##### Input material

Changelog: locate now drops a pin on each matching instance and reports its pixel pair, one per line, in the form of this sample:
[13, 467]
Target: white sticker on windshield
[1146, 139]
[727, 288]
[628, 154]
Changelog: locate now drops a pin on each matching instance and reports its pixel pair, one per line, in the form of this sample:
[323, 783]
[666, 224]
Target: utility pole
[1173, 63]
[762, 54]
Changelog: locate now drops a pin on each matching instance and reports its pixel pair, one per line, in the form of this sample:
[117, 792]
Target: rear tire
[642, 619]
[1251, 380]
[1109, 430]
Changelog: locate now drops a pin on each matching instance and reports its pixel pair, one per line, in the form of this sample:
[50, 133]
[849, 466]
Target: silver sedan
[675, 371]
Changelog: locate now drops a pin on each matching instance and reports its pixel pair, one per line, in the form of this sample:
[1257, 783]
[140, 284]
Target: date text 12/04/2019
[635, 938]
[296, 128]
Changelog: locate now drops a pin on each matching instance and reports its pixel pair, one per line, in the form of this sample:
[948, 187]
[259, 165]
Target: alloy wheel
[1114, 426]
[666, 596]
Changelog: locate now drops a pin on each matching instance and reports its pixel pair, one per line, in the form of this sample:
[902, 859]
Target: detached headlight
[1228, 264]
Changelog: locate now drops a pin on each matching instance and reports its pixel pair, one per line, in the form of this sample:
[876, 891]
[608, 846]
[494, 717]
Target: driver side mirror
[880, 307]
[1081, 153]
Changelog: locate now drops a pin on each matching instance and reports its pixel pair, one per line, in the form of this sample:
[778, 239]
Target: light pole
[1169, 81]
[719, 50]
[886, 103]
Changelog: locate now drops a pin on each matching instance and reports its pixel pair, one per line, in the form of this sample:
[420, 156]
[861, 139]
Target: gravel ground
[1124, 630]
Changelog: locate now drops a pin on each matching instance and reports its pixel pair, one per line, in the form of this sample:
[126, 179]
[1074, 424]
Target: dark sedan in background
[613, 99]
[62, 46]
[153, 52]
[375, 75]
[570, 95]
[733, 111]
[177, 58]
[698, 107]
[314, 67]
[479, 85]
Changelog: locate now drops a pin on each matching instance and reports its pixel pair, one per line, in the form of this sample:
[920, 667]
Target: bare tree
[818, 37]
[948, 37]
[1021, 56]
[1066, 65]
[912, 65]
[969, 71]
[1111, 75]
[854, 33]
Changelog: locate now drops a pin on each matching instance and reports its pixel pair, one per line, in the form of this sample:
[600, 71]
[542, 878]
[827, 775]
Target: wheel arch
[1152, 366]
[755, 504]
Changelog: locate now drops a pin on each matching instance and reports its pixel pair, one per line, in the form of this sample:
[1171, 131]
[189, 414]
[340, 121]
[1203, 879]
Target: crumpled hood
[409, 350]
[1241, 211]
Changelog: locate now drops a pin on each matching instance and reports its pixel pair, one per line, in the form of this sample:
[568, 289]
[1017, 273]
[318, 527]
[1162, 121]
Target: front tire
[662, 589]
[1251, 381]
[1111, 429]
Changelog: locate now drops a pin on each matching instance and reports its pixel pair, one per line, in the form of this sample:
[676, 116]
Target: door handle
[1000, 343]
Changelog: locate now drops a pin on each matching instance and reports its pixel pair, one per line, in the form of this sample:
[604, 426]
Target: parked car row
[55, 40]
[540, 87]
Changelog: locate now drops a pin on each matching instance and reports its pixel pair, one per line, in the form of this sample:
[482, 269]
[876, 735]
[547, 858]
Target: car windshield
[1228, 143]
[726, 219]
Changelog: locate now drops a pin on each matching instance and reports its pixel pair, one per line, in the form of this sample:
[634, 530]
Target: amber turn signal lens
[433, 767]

##########

* Your task *
Restate all of the entries above precisely.

* Your response *
Changelog: locate now drops a pin on each matching instance and reports its pixel pair, one per line, in the form of this sample:
[13, 467]
Target: white sticker on windshield
[1146, 139]
[727, 288]
[628, 154]
Changelog: locate now drops a pin on each matching instance and reports its pixel pair, one per line, in the form of this sample:
[323, 783]
[666, 224]
Target: utility pole
[1173, 63]
[762, 54]
Changelog: locate now drops a pin on each matching instance and reports its pixel pair, one per line, in the form of this sample:
[117, 792]
Target: rear tire
[642, 619]
[1251, 380]
[1109, 430]
Changelog: locate now drops a pin on each matching instance and reports its pixel pair, one per line, in the form of this sample:
[50, 133]
[849, 466]
Target: silver sedan
[675, 371]
Changelog: locate now drops a pin on each matching instance and reports its pixel pair, one per line, in the form of this sample:
[1257, 783]
[140, 284]
Target: date text 12/04/2019
[635, 938]
[296, 128]
Changelog: locate now drops a pin on each matching instance and reports its pixel pair, one per line, in the form of this sample:
[948, 187]
[259, 165]
Target: alloy wheel
[1114, 426]
[666, 596]
Changelog: locate now drops a pin on each matching instance and reports its pixel pair, one per line, in the form of this sample:
[902, 859]
Target: detached headlight
[1228, 264]
Changelog: locate now drops a pin on each matching instance and reports its pixel pair, one per line, in the form of this sample:
[876, 891]
[608, 846]
[494, 717]
Target: driver side mirror
[880, 307]
[1081, 153]
Changelog: locate now drops a pin on each matching instance and reports its pixel pair, one per line, in the form of this sample:
[778, 239]
Target: light pole
[1169, 81]
[719, 50]
[886, 103]
Changelog: locate now drops a pin on each matching instance and reports its pixel pair, one per line, in the form of this sample:
[420, 156]
[861, 139]
Target: gravel ground
[1124, 630]
Changelog: locate now drops a pin on each matching instance and reports its pixel pair, one per line, in the form of this sample:
[126, 179]
[1074, 424]
Target: dark sedan in background
[613, 99]
[62, 46]
[153, 52]
[375, 75]
[570, 95]
[733, 111]
[177, 58]
[698, 107]
[314, 67]
[479, 85]
Changelog: locate now drops a pin on each matching instance and reports its pixel pair, one per line, in the form of this sample:
[920, 667]
Target: bare tree
[818, 37]
[948, 37]
[1021, 56]
[1066, 65]
[912, 65]
[969, 71]
[1111, 75]
[854, 33]
Changelog: locate now drops a pin on each matching instance and reports its pixel pair, one per line, in the form of this sample:
[600, 71]
[542, 878]
[827, 775]
Target: wheel arch
[1152, 366]
[755, 504]
Changelog: locate now drops a pin on each matching instance and reports its pixel pair, one per line, in the form of this sample:
[1171, 131]
[189, 414]
[340, 121]
[1203, 879]
Target: crumpled hood
[409, 350]
[1241, 211]
Changelog: locate now drops a pin on each matching instance and reports its pixel pair, one per line, in the form of this sample:
[568, 289]
[1017, 273]
[318, 527]
[1162, 121]
Target: front tire
[662, 589]
[1251, 381]
[1111, 429]
Changelog: locate now drops a pin on each matching instance and reports its pixel pair, one per line, in the form of this sample:
[676, 116]
Target: door handle
[1000, 343]
Changelog: locate now drops a pin on each matching instance and reports its pixel pair, one per line, in the form of this sample:
[604, 426]
Target: parked car row
[55, 40]
[540, 87]
Changelog: locate now drops a pin on each matching instance and reports its pixel pair, one per line, in the form of this sample:
[482, 269]
[876, 735]
[547, 858]
Target: car windshield
[1228, 143]
[726, 219]
Changelog: locate now drops a pin on each matching instance and reports its pixel pair, one per line, in the form of this sample:
[634, 530]
Target: amber turn signal lens
[433, 767]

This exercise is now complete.